■ TASK INSTRUCTIONS
Every line of the material that includes the word "orange" is to be shown.

■ ENTRIES PROVIDED
---

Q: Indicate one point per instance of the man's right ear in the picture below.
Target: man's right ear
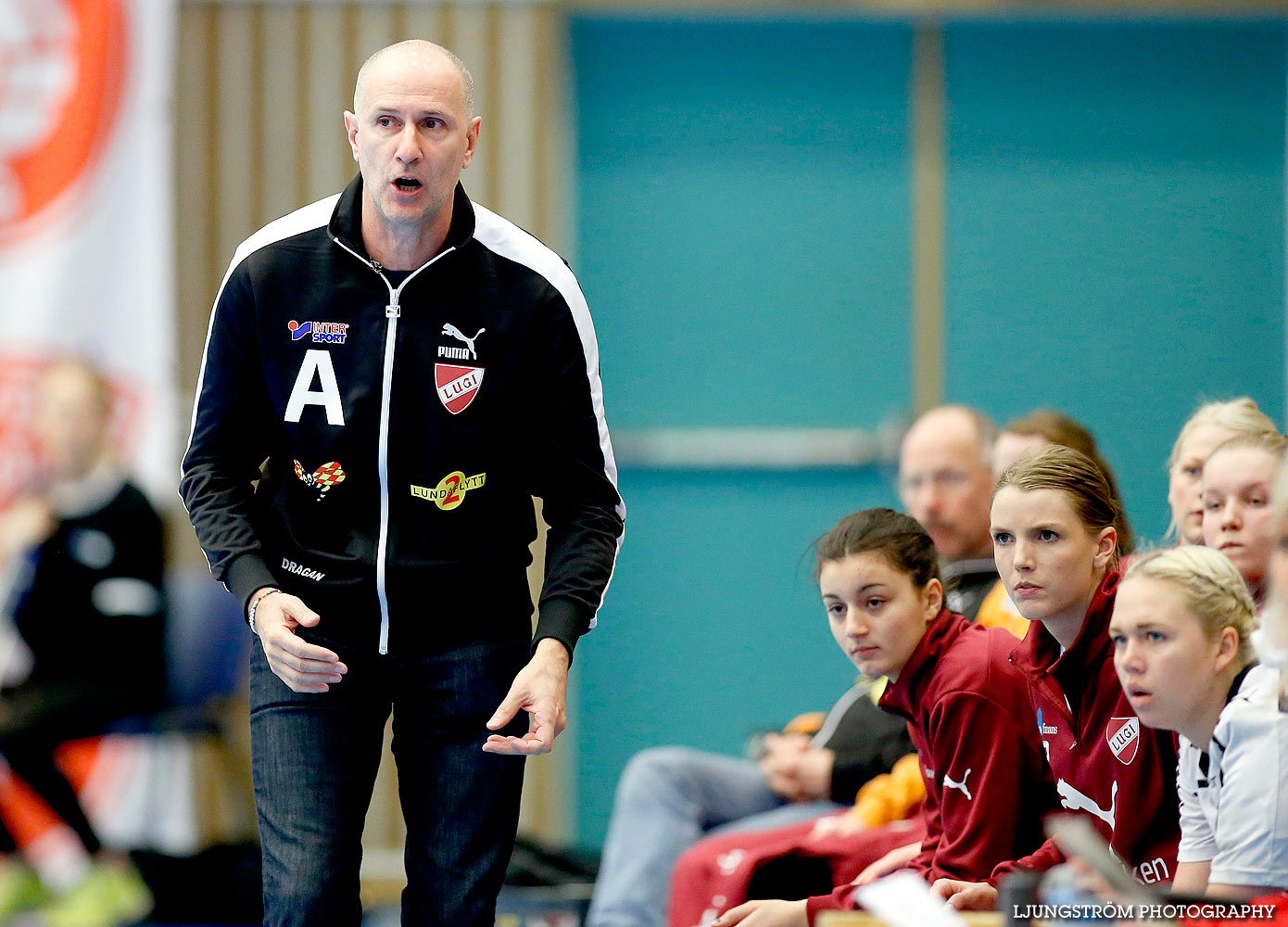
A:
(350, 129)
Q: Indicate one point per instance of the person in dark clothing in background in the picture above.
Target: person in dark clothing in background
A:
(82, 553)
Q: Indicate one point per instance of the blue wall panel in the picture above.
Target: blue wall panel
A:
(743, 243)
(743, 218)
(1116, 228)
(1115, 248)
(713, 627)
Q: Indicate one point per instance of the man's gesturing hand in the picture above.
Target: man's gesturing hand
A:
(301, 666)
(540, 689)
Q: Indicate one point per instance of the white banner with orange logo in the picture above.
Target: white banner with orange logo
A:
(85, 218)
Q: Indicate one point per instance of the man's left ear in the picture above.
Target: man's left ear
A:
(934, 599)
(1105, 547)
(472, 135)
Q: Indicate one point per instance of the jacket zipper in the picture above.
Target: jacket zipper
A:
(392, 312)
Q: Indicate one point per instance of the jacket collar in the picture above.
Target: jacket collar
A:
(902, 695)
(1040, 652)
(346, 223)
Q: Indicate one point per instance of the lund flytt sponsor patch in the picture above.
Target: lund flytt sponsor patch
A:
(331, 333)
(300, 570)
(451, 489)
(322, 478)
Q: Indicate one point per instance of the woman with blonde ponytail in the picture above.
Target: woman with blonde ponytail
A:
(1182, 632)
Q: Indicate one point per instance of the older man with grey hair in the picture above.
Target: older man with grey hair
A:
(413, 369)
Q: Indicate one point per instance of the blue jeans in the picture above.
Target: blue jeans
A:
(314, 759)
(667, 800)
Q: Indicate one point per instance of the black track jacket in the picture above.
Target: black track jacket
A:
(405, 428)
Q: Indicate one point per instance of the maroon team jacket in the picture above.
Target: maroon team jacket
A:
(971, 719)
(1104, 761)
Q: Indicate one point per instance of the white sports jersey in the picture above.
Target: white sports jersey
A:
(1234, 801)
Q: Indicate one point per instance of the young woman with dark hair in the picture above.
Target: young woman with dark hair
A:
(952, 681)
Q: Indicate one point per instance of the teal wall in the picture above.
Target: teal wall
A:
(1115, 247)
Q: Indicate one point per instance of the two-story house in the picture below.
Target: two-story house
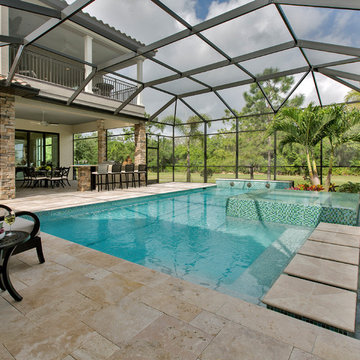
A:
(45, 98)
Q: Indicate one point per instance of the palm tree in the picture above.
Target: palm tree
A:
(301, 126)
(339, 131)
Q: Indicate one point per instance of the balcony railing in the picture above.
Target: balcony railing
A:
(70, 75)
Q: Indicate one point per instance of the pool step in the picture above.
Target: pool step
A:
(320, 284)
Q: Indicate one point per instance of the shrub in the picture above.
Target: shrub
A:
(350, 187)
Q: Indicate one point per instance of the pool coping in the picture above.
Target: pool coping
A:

---

■ EXPECTED ANSWER
Q: Indicate one point per instance of the white banner with orange logo in the picture above.
Target: white banner with orange logo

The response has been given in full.